* Extrait à lire
La diplomatie sous-régionale de Lourenço s’inscrit en revanche dans la continuité. Cela s’explique par le poids de l’Angola, mais également par une sorte de « décomplexion » due certainement à son positionnement international qui lui permet de s’affirmer davantage au niveau local.

Luanda est un acteur clé dans la région, utilisant aussi bien les canaux bilatéraux que les instances régionales, telles que la Communauté économique des États de l’Afrique centrale (CEEAC) et la Conférence internationale des Grands Lacs (CIRGL). De l’avis de plusieurs diplomates, la participation angolaise peut être qualifiée de « loyale et transparente ».

L’Angola est particulièrement actif dans la résolution des conflits, comme on a pu le constater lors du différend entre le Rwanda et l’Ouganda ou lors de la crise en Centrafrique. Mais Luanda va plus loin en affichant son souhait des réformes la CEEAC et la CIRGL afin de les rendre plus fortes et plus crédibles.

* Données fournies
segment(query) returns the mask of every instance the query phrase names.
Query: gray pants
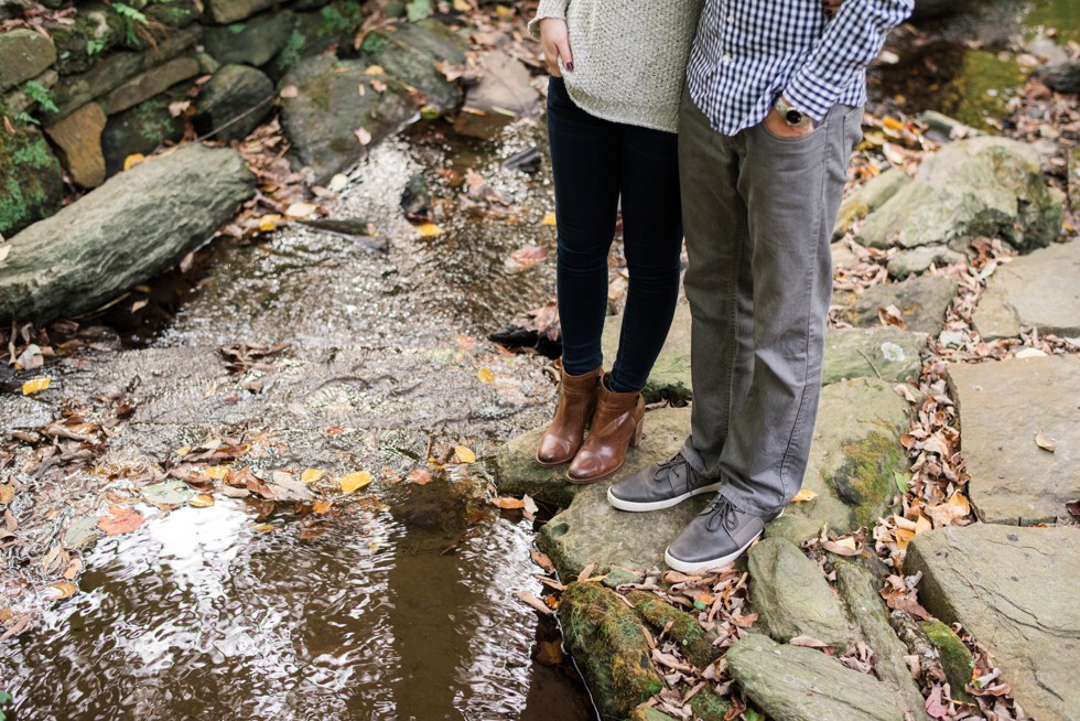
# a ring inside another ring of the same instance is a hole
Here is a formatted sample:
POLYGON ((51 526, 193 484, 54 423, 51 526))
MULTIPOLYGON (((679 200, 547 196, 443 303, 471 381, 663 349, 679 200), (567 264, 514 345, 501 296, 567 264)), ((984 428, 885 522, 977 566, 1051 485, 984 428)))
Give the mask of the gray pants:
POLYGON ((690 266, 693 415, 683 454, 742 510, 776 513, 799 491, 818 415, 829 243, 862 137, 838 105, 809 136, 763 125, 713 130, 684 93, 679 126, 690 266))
==
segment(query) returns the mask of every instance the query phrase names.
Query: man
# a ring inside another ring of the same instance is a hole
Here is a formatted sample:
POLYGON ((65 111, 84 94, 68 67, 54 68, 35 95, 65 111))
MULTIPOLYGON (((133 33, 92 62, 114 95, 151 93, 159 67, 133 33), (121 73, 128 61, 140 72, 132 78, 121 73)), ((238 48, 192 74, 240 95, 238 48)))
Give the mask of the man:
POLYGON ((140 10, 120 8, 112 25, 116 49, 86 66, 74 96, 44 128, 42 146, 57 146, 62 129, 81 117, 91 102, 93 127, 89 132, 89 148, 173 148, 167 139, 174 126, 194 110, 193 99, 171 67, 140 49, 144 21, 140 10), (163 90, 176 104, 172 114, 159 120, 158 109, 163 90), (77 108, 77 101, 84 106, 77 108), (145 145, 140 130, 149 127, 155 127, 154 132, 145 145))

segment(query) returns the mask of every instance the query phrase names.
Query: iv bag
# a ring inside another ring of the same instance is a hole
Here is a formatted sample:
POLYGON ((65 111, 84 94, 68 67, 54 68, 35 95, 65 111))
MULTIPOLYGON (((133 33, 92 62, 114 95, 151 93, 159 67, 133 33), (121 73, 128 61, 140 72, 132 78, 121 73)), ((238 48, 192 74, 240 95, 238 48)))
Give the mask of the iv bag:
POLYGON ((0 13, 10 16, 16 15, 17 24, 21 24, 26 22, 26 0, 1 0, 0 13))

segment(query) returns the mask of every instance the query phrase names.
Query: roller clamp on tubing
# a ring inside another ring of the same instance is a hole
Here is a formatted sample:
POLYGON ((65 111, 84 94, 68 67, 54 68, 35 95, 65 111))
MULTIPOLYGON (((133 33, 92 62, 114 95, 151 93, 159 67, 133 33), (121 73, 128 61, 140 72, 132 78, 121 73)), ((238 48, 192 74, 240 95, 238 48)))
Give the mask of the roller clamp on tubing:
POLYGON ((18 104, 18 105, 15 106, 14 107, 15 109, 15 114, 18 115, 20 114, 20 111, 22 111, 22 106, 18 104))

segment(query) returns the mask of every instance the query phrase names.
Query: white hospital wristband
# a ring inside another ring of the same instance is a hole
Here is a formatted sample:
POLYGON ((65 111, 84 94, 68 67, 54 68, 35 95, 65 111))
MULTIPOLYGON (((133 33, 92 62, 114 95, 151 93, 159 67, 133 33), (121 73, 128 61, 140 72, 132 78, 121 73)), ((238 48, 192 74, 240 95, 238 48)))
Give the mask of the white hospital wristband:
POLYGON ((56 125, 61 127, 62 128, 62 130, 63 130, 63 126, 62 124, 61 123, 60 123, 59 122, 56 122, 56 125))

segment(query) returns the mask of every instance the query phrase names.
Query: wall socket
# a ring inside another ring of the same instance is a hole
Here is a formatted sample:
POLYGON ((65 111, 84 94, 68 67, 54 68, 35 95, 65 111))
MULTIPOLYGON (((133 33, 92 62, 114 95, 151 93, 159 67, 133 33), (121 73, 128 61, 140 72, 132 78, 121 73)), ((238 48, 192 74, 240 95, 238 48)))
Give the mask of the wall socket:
...
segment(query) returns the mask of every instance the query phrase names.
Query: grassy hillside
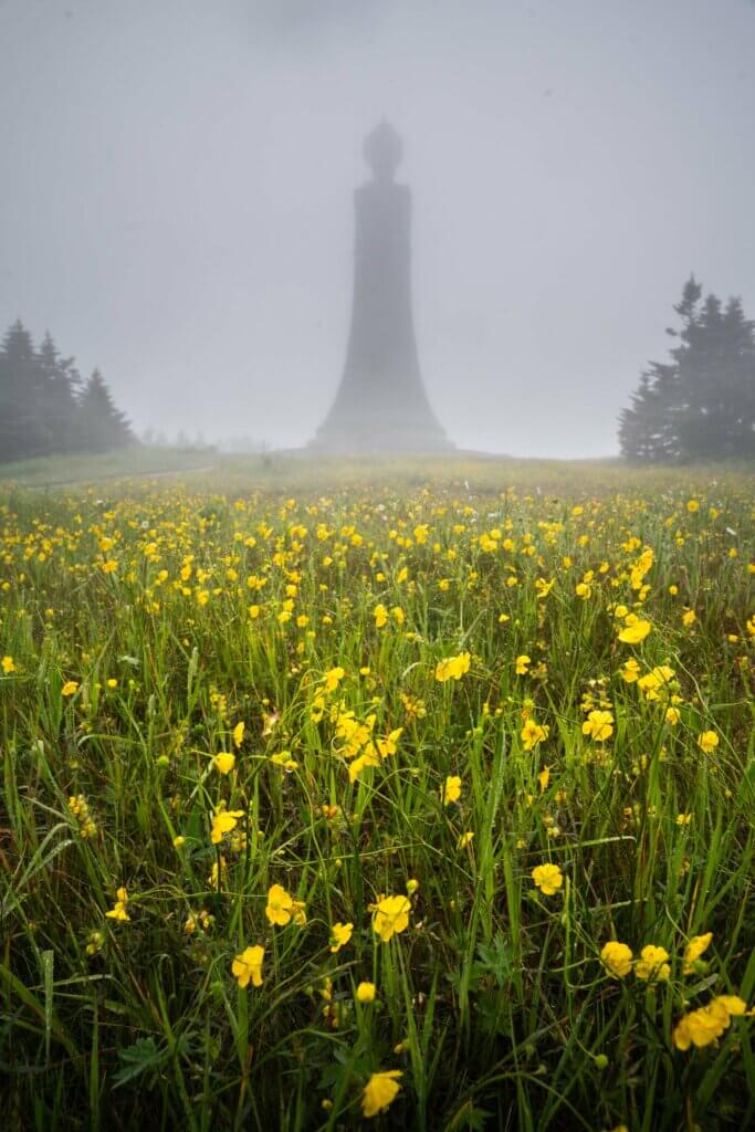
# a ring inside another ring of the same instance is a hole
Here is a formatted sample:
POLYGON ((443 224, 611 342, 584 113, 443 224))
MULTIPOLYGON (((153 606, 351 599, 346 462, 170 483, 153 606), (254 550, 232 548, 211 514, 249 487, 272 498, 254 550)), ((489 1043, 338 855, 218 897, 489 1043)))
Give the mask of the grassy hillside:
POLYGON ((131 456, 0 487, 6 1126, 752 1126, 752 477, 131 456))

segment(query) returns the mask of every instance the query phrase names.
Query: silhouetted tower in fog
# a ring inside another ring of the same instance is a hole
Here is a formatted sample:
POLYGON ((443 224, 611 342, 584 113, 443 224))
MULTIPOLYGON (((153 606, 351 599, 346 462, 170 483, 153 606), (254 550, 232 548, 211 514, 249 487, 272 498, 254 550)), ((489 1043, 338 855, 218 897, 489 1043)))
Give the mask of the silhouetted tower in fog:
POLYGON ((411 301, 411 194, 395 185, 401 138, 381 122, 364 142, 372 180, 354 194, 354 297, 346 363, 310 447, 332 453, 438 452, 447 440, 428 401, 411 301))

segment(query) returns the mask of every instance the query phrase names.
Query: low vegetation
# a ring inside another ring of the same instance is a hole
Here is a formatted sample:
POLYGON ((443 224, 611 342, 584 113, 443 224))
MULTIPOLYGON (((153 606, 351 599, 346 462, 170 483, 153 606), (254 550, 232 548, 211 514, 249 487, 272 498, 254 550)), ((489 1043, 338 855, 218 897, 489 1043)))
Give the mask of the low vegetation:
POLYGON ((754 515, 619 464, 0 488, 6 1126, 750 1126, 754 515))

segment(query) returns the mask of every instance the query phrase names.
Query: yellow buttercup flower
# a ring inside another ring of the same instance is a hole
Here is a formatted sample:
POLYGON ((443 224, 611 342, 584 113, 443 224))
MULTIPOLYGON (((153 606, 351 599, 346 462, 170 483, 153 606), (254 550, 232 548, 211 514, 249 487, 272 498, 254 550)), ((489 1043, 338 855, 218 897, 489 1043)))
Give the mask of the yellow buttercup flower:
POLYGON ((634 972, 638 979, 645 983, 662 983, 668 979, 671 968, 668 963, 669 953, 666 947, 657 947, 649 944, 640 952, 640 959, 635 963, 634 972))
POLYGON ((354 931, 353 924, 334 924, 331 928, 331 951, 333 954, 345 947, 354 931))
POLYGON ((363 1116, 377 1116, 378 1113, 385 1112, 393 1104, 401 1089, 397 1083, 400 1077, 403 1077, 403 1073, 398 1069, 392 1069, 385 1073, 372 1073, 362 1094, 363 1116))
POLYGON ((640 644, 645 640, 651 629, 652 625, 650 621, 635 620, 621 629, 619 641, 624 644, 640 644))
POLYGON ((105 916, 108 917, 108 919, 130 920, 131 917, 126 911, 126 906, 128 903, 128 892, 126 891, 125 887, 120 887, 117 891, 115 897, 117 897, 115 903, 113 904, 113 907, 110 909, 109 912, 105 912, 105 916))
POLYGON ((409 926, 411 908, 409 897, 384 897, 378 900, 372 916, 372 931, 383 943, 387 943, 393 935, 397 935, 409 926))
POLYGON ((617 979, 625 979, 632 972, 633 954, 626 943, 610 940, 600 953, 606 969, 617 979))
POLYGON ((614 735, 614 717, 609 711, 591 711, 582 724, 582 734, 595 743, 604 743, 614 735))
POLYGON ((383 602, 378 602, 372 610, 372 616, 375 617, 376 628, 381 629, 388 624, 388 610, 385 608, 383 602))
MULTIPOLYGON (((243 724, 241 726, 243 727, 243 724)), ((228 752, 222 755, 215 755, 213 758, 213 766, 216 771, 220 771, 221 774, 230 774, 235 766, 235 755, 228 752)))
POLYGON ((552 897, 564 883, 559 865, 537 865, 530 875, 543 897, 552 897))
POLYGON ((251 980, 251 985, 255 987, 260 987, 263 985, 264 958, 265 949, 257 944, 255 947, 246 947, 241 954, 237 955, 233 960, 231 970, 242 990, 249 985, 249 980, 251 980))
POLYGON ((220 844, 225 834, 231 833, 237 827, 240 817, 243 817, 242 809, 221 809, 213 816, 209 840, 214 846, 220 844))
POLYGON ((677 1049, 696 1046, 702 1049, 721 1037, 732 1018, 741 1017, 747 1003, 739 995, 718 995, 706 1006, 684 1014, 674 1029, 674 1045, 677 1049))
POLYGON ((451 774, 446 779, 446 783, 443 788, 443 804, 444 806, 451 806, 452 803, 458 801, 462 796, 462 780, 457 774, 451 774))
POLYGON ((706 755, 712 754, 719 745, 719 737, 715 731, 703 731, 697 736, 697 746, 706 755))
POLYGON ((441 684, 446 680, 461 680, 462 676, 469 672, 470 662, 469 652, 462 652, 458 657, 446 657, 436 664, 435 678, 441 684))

* Vos tâches
A - Relevez tous les pays nommés dans l'extrait sur la diplomatie angolaise.
B - Indiquez combien de lignes des entrées contiennent le mot "clamp". Donnez uniquement le nombre.

* Solutions proposées
A - L'Angola, le Rwanda, l'Ouganda et la Centrafrique.

B - 2